::: Quoted passage :::

Available as attachments to EPA-R09-OAR-2011-0130-0003.
\25\ For example, when determining what control options are
considered technically feasible at a specific unit, 70 FR 39165.
---------------------------------------------------------------------------
B. Unit 3 Emission Limit
We are proposing to promulgate a FIP to establish a 30-day rolling
average, averaged across all three units, as the basis for the
NOX emission limits for RGGS Units 1 through 3. In its RH
SIP, NDEP proposed NOX limits for Units 1 through 3 based
upon a 12-month rolling average, which is a longer averaging period
than the 30-day rolling average indicated by the BART Guidelines.
Longer averaging periods allow operators the flexibility to ``smooth
out'' short-term emission spikes by averaging those values with periods
of lower emission rates. In responding to comments on this issue in its
RH SIP, NDEP indicated that it specified the longer averaging period
because Nevada Energy expected a high degree of operational variability
with the ROFA with Rotamix control option based upon previous
operational experience with ROFA.\26\ Although operational flexibility
can be a legitimate consideration when establishing an enforceable
limit, we consider use of a rolling 12-month averaging period instead
of a rolling 30-day average to be inconsistent with BART
Guidelines.\27\ We believe the fluctuations of the NOX
emissions from each of the units is better dealt with by averaging the
emissions from the three units to determine compliance over the 30-day
rolling average.

:::

Short exercise:
Answer these questions using the emission-limit passage above.
(a) What averaging period did NDEP propose in its RH SIP for the NOX limits on Units 1 through 3?
(b) What did Nevada Energy expect that led NDEP to specify that period?
(c) How does the proposal handle the fluctuations of NOX emissions from each unit?

::: Recorded data :::

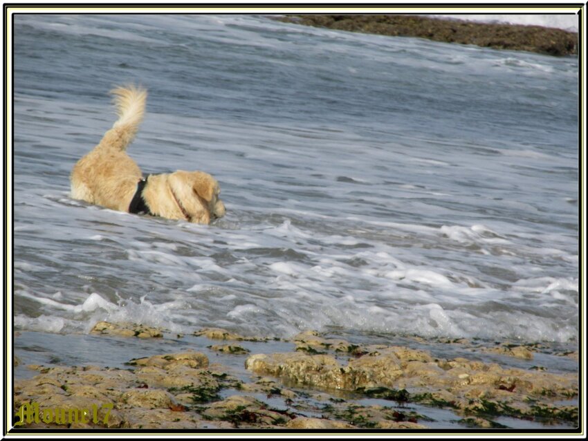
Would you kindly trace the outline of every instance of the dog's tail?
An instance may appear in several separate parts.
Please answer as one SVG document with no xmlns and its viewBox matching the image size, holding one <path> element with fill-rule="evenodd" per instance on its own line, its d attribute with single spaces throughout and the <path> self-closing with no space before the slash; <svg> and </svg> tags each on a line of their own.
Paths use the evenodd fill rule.
<svg viewBox="0 0 588 441">
<path fill-rule="evenodd" d="M 147 91 L 131 85 L 117 87 L 110 93 L 114 95 L 113 102 L 118 120 L 104 134 L 100 145 L 124 151 L 133 142 L 143 119 Z"/>
</svg>

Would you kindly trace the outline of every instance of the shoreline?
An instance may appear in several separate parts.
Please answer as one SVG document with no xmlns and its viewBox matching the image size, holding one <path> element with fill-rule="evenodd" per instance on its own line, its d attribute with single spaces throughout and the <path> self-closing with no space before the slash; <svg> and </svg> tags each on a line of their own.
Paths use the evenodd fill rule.
<svg viewBox="0 0 588 441">
<path fill-rule="evenodd" d="M 16 341 L 38 341 L 26 334 Z M 417 337 L 400 345 L 354 344 L 314 331 L 288 339 L 217 328 L 174 335 L 107 322 L 89 335 L 53 338 L 59 339 L 68 347 L 80 339 L 98 356 L 113 350 L 102 363 L 87 357 L 80 357 L 82 364 L 21 362 L 14 397 L 15 413 L 25 418 L 21 427 L 357 433 L 570 430 L 578 424 L 578 373 L 571 371 L 578 353 L 559 353 L 547 344 L 430 342 L 432 349 L 454 351 L 441 357 L 423 349 L 426 342 Z M 56 350 L 48 350 L 55 355 Z M 42 416 L 35 421 L 35 406 L 53 415 L 66 409 L 94 414 L 87 421 L 44 422 Z M 106 422 L 102 407 L 111 410 Z"/>
<path fill-rule="evenodd" d="M 578 32 L 539 26 L 478 23 L 422 15 L 309 15 L 275 19 L 337 30 L 566 56 L 578 54 Z"/>
</svg>

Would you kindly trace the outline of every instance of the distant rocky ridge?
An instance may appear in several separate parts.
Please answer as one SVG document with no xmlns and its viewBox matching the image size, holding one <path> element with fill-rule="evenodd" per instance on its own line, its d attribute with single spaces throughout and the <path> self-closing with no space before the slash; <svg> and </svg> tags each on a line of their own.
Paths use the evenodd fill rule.
<svg viewBox="0 0 588 441">
<path fill-rule="evenodd" d="M 339 30 L 416 37 L 549 55 L 578 53 L 578 32 L 544 26 L 477 23 L 422 15 L 287 15 L 278 19 Z"/>
</svg>

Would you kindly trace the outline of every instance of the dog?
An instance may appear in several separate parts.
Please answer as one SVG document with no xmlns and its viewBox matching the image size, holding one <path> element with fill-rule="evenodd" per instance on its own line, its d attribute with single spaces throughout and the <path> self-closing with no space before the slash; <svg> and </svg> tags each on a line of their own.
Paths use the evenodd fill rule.
<svg viewBox="0 0 588 441">
<path fill-rule="evenodd" d="M 216 179 L 203 171 L 149 175 L 127 154 L 143 119 L 147 91 L 135 86 L 111 91 L 118 120 L 71 171 L 71 196 L 91 204 L 201 224 L 225 215 Z"/>
</svg>

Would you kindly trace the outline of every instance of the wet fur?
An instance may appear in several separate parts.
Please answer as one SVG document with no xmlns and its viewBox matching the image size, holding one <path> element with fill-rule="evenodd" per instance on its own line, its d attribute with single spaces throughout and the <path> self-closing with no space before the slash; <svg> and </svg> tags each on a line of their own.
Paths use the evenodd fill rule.
<svg viewBox="0 0 588 441">
<path fill-rule="evenodd" d="M 118 87 L 111 93 L 114 95 L 118 120 L 100 144 L 73 167 L 71 196 L 128 212 L 143 175 L 126 150 L 143 119 L 147 91 L 130 86 Z M 156 216 L 208 224 L 225 214 L 219 193 L 218 182 L 208 173 L 178 170 L 149 176 L 143 196 Z"/>
</svg>

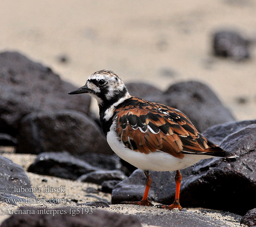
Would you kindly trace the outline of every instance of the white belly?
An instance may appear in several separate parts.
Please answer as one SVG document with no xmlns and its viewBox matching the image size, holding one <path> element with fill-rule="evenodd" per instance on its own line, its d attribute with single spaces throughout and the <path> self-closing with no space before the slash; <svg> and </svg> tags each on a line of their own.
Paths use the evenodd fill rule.
<svg viewBox="0 0 256 227">
<path fill-rule="evenodd" d="M 173 171 L 188 167 L 204 159 L 212 157 L 203 155 L 185 154 L 182 159 L 165 152 L 156 151 L 148 154 L 134 151 L 126 147 L 118 138 L 113 124 L 107 134 L 111 149 L 121 159 L 140 169 Z"/>
</svg>

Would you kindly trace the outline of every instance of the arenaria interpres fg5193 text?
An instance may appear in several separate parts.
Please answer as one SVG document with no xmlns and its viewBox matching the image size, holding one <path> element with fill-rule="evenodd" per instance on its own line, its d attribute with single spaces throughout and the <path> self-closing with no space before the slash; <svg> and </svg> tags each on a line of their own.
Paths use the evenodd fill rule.
<svg viewBox="0 0 256 227">
<path fill-rule="evenodd" d="M 146 188 L 141 201 L 122 203 L 153 205 L 148 199 L 151 183 L 149 170 L 176 170 L 174 202 L 157 207 L 181 209 L 179 169 L 204 159 L 236 157 L 200 134 L 180 110 L 131 96 L 114 72 L 97 72 L 89 76 L 85 85 L 69 94 L 82 93 L 97 100 L 101 127 L 111 149 L 145 175 Z"/>
</svg>

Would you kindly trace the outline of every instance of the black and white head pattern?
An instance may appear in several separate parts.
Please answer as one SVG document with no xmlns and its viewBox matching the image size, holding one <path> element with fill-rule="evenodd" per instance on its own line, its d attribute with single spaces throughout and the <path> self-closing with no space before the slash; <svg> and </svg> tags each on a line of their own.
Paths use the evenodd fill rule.
<svg viewBox="0 0 256 227">
<path fill-rule="evenodd" d="M 123 82 L 111 71 L 95 72 L 89 76 L 86 84 L 90 89 L 88 93 L 96 98 L 99 105 L 103 103 L 114 103 L 117 98 L 129 95 Z"/>
</svg>

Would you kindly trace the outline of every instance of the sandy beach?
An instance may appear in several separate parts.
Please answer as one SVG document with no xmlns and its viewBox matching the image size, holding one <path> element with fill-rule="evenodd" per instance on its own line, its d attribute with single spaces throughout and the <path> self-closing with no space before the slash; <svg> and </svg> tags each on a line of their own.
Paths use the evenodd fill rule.
<svg viewBox="0 0 256 227">
<path fill-rule="evenodd" d="M 255 12 L 253 0 L 2 0 L 0 51 L 19 52 L 78 87 L 84 85 L 91 73 L 103 69 L 115 72 L 125 83 L 143 82 L 162 90 L 176 82 L 198 81 L 212 89 L 236 120 L 254 119 Z M 238 31 L 251 41 L 250 58 L 237 62 L 214 56 L 213 34 L 222 29 Z M 95 100 L 91 108 L 97 114 Z M 1 154 L 27 170 L 36 155 L 15 154 L 13 149 L 5 148 Z M 48 193 L 39 197 L 64 196 L 66 205 L 75 205 L 73 199 L 81 203 L 95 201 L 81 192 L 100 187 L 26 173 L 34 187 L 43 185 L 43 179 L 53 187 L 65 185 L 64 196 Z M 111 199 L 109 193 L 100 192 L 97 196 Z M 154 207 L 131 211 L 130 208 L 112 205 L 106 210 L 126 214 L 158 212 Z M 0 223 L 8 217 L 4 215 L 6 208 L 6 204 L 0 202 Z M 169 211 L 161 213 L 167 215 Z M 224 216 L 212 215 L 227 221 Z M 233 220 L 227 221 L 227 226 L 240 226 Z"/>
<path fill-rule="evenodd" d="M 212 35 L 220 29 L 256 39 L 255 1 L 1 3 L 0 50 L 20 51 L 77 86 L 102 69 L 126 82 L 142 81 L 162 89 L 197 80 L 209 86 L 237 120 L 256 117 L 255 45 L 244 61 L 212 54 Z M 241 97 L 245 103 L 238 103 Z M 92 108 L 97 112 L 95 102 Z"/>
</svg>

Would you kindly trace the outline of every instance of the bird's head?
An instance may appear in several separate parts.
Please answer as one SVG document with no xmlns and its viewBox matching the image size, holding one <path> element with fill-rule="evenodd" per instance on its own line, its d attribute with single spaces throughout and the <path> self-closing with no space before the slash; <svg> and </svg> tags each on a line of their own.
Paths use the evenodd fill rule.
<svg viewBox="0 0 256 227">
<path fill-rule="evenodd" d="M 98 101 L 99 106 L 114 103 L 120 98 L 130 96 L 124 83 L 115 73 L 101 70 L 92 74 L 85 85 L 69 95 L 87 93 Z"/>
</svg>

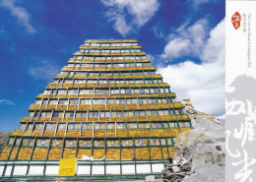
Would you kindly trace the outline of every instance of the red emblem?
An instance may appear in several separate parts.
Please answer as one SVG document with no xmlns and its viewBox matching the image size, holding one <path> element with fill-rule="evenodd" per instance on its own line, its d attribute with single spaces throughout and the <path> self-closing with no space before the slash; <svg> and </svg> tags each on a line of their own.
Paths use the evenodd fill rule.
<svg viewBox="0 0 256 182">
<path fill-rule="evenodd" d="M 234 27 L 235 30 L 237 30 L 238 28 L 240 28 L 240 22 L 241 22 L 241 16 L 238 12 L 235 12 L 231 18 L 232 21 L 232 25 Z"/>
</svg>

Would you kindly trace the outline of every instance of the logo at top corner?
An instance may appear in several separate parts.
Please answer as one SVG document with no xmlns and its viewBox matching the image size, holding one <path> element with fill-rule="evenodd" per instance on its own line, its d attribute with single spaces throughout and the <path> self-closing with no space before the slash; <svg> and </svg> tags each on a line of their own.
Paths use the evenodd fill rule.
<svg viewBox="0 0 256 182">
<path fill-rule="evenodd" d="M 238 30 L 240 28 L 241 15 L 238 12 L 235 12 L 231 18 L 233 28 Z"/>
</svg>

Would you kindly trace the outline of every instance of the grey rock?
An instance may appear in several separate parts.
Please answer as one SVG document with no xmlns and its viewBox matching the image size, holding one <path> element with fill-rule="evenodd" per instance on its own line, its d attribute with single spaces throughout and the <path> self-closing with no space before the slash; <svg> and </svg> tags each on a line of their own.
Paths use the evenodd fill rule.
<svg viewBox="0 0 256 182">
<path fill-rule="evenodd" d="M 192 155 L 192 169 L 205 164 L 224 165 L 224 126 L 212 120 L 205 115 L 196 116 L 195 129 L 182 132 L 175 139 L 174 158 L 188 159 Z"/>
<path fill-rule="evenodd" d="M 172 166 L 170 169 L 171 169 L 171 171 L 174 172 L 174 173 L 180 171 L 180 168 L 179 168 L 178 166 Z"/>
<path fill-rule="evenodd" d="M 186 176 L 182 182 L 224 182 L 224 166 L 205 165 L 196 172 Z"/>
</svg>

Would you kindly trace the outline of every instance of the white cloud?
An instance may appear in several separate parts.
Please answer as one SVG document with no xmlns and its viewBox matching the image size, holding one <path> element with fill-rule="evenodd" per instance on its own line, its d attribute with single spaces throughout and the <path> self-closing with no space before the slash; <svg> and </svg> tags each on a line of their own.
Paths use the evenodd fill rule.
<svg viewBox="0 0 256 182">
<path fill-rule="evenodd" d="M 30 15 L 26 9 L 15 6 L 15 0 L 2 0 L 0 6 L 7 8 L 11 14 L 18 19 L 18 22 L 25 27 L 25 29 L 31 32 L 36 32 L 35 29 L 30 23 Z"/>
<path fill-rule="evenodd" d="M 153 31 L 154 31 L 154 34 L 157 36 L 157 38 L 160 39 L 160 38 L 162 38 L 164 36 L 162 30 L 159 27 L 157 27 L 157 26 L 155 26 L 153 28 Z"/>
<path fill-rule="evenodd" d="M 126 24 L 124 16 L 117 14 L 115 11 L 106 12 L 106 16 L 109 17 L 108 22 L 114 21 L 113 28 L 120 34 L 125 35 L 132 30 L 132 26 Z"/>
<path fill-rule="evenodd" d="M 48 61 L 41 61 L 37 62 L 36 65 L 31 66 L 28 72 L 34 79 L 51 80 L 59 73 L 59 69 Z"/>
<path fill-rule="evenodd" d="M 109 7 L 106 12 L 108 21 L 114 22 L 114 30 L 123 36 L 132 30 L 144 26 L 160 7 L 158 0 L 101 0 L 101 2 Z M 128 15 L 132 16 L 129 24 L 125 19 Z"/>
<path fill-rule="evenodd" d="M 150 59 L 151 63 L 154 63 L 156 60 L 155 56 L 152 54 L 146 54 L 146 58 Z"/>
<path fill-rule="evenodd" d="M 187 24 L 185 23 L 174 33 L 168 35 L 168 43 L 164 47 L 162 58 L 179 58 L 202 54 L 209 31 L 208 21 L 202 19 L 190 27 Z"/>
<path fill-rule="evenodd" d="M 7 104 L 7 105 L 14 105 L 15 102 L 13 102 L 12 100 L 7 100 L 7 99 L 0 99 L 0 104 Z"/>
<path fill-rule="evenodd" d="M 193 27 L 198 31 L 198 28 Z M 187 29 L 192 32 L 192 28 Z M 202 32 L 199 30 L 199 32 Z M 185 32 L 186 33 L 186 32 Z M 193 33 L 196 35 L 196 33 Z M 201 34 L 202 37 L 202 34 Z M 195 37 L 192 37 L 195 39 Z M 195 42 L 195 40 L 193 40 Z M 201 40 L 199 39 L 199 44 Z M 224 20 L 210 32 L 210 37 L 202 43 L 202 64 L 191 60 L 183 63 L 159 67 L 164 82 L 170 85 L 177 98 L 190 98 L 199 111 L 214 113 L 224 112 Z"/>
</svg>

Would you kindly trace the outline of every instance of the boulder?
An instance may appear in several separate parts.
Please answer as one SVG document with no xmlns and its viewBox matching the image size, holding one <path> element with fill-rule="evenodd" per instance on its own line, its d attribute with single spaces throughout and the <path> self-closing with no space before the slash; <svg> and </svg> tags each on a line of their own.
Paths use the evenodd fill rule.
<svg viewBox="0 0 256 182">
<path fill-rule="evenodd" d="M 184 182 L 224 181 L 225 133 L 224 124 L 214 115 L 190 115 L 193 130 L 180 133 L 175 139 L 175 158 L 186 158 L 193 174 Z"/>
<path fill-rule="evenodd" d="M 200 166 L 196 172 L 186 176 L 182 182 L 224 182 L 224 166 L 210 164 Z"/>
</svg>

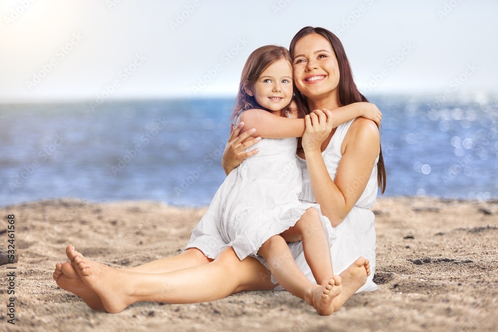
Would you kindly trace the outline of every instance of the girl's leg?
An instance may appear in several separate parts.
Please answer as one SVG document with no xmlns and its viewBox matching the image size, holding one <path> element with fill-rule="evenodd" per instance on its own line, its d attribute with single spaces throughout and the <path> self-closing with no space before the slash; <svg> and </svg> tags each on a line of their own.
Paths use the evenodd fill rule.
<svg viewBox="0 0 498 332">
<path fill-rule="evenodd" d="M 312 284 L 296 265 L 287 243 L 280 235 L 270 238 L 257 253 L 266 260 L 271 274 L 286 290 L 312 306 L 320 315 L 334 312 L 332 300 L 342 287 L 339 276 L 333 276 L 324 285 Z"/>
<path fill-rule="evenodd" d="M 295 226 L 281 235 L 287 242 L 302 240 L 304 257 L 317 284 L 328 284 L 334 277 L 330 244 L 319 212 L 314 208 L 308 209 Z"/>
<path fill-rule="evenodd" d="M 256 259 L 249 257 L 241 262 L 231 247 L 211 263 L 166 273 L 114 269 L 87 259 L 76 251 L 70 251 L 69 256 L 82 280 L 99 295 L 110 313 L 120 312 L 140 301 L 203 302 L 247 289 L 272 289 L 275 286 Z"/>
</svg>

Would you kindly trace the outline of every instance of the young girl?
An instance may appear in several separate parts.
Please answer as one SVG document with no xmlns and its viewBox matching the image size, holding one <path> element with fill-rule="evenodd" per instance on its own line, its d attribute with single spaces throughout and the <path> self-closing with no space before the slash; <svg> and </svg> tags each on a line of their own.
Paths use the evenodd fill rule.
<svg viewBox="0 0 498 332">
<path fill-rule="evenodd" d="M 284 288 L 306 301 L 319 314 L 330 315 L 334 312 L 332 300 L 341 289 L 330 257 L 334 231 L 318 204 L 303 203 L 298 198 L 302 179 L 295 138 L 303 135 L 305 120 L 295 118 L 292 98 L 288 51 L 268 45 L 253 52 L 243 71 L 233 117 L 235 125 L 243 121 L 245 128 L 250 128 L 257 124 L 258 134 L 267 139 L 252 147 L 259 150 L 257 155 L 229 174 L 185 249 L 196 248 L 214 259 L 231 246 L 241 260 L 248 255 L 256 257 L 267 263 Z M 333 122 L 340 124 L 363 116 L 362 107 L 352 104 L 335 110 Z M 327 121 L 331 129 L 332 118 Z M 317 285 L 298 268 L 286 242 L 301 240 Z M 308 285 L 304 294 L 299 290 L 303 284 Z"/>
</svg>

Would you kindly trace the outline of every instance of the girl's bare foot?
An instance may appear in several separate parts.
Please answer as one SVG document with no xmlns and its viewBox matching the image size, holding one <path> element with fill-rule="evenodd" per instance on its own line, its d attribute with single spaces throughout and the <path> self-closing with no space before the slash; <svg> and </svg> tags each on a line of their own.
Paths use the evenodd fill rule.
<svg viewBox="0 0 498 332">
<path fill-rule="evenodd" d="M 94 310 L 105 310 L 99 295 L 83 282 L 69 263 L 55 264 L 53 278 L 59 287 L 80 297 Z"/>
<path fill-rule="evenodd" d="M 325 286 L 313 286 L 306 302 L 314 308 L 319 315 L 328 316 L 335 311 L 332 300 L 341 293 L 342 290 L 341 277 L 334 276 Z"/>
<path fill-rule="evenodd" d="M 370 261 L 365 257 L 359 258 L 339 276 L 342 279 L 342 292 L 332 300 L 334 311 L 337 311 L 346 300 L 356 293 L 367 282 L 370 275 Z"/>
<path fill-rule="evenodd" d="M 126 272 L 87 259 L 72 246 L 68 254 L 81 280 L 100 298 L 108 312 L 121 312 L 131 304 L 126 295 Z"/>
</svg>

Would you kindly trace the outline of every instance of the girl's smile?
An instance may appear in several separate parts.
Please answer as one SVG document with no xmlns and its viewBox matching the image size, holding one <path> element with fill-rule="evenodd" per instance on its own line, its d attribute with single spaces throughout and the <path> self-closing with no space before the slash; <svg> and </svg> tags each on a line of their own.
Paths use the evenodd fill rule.
<svg viewBox="0 0 498 332">
<path fill-rule="evenodd" d="M 261 73 L 253 87 L 246 90 L 262 107 L 279 115 L 292 98 L 292 68 L 289 62 L 281 59 L 273 62 Z"/>
</svg>

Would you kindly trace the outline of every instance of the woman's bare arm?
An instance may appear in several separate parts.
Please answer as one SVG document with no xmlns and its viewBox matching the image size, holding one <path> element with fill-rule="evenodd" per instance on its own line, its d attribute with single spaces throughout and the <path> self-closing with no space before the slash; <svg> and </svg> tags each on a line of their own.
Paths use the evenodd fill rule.
<svg viewBox="0 0 498 332">
<path fill-rule="evenodd" d="M 361 116 L 371 118 L 379 125 L 382 117 L 377 107 L 370 103 L 354 103 L 331 112 L 334 116 L 333 128 Z M 276 116 L 263 110 L 248 110 L 241 115 L 240 119 L 246 124 L 246 128 L 257 127 L 258 135 L 266 138 L 301 137 L 305 128 L 304 119 Z M 242 132 L 245 133 L 246 130 L 243 129 Z"/>
<path fill-rule="evenodd" d="M 234 129 L 232 126 L 230 128 L 230 137 L 228 138 L 228 142 L 221 159 L 222 166 L 227 175 L 241 165 L 245 159 L 255 155 L 259 151 L 259 149 L 254 149 L 249 152 L 245 152 L 246 149 L 258 142 L 261 138 L 251 137 L 251 135 L 255 135 L 256 130 L 254 128 L 239 135 L 244 127 L 244 123 L 241 122 L 237 128 Z"/>
</svg>

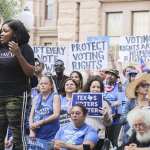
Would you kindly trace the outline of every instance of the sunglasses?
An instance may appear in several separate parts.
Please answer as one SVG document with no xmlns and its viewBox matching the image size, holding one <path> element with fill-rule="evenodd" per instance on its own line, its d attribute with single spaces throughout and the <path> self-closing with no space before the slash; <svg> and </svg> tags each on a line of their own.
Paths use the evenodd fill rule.
<svg viewBox="0 0 150 150">
<path fill-rule="evenodd" d="M 139 86 L 141 86 L 142 88 L 149 88 L 150 84 L 148 84 L 148 83 L 141 83 Z"/>
</svg>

:::

Task answer:
(a) A 12-month rolling average.
(b) A high degree of operational variability with the ROFA with Rotamix control option, based on previous operational experience with ROFA.
(c) It averages the emissions from the three units to determine compliance over the 30-day rolling average.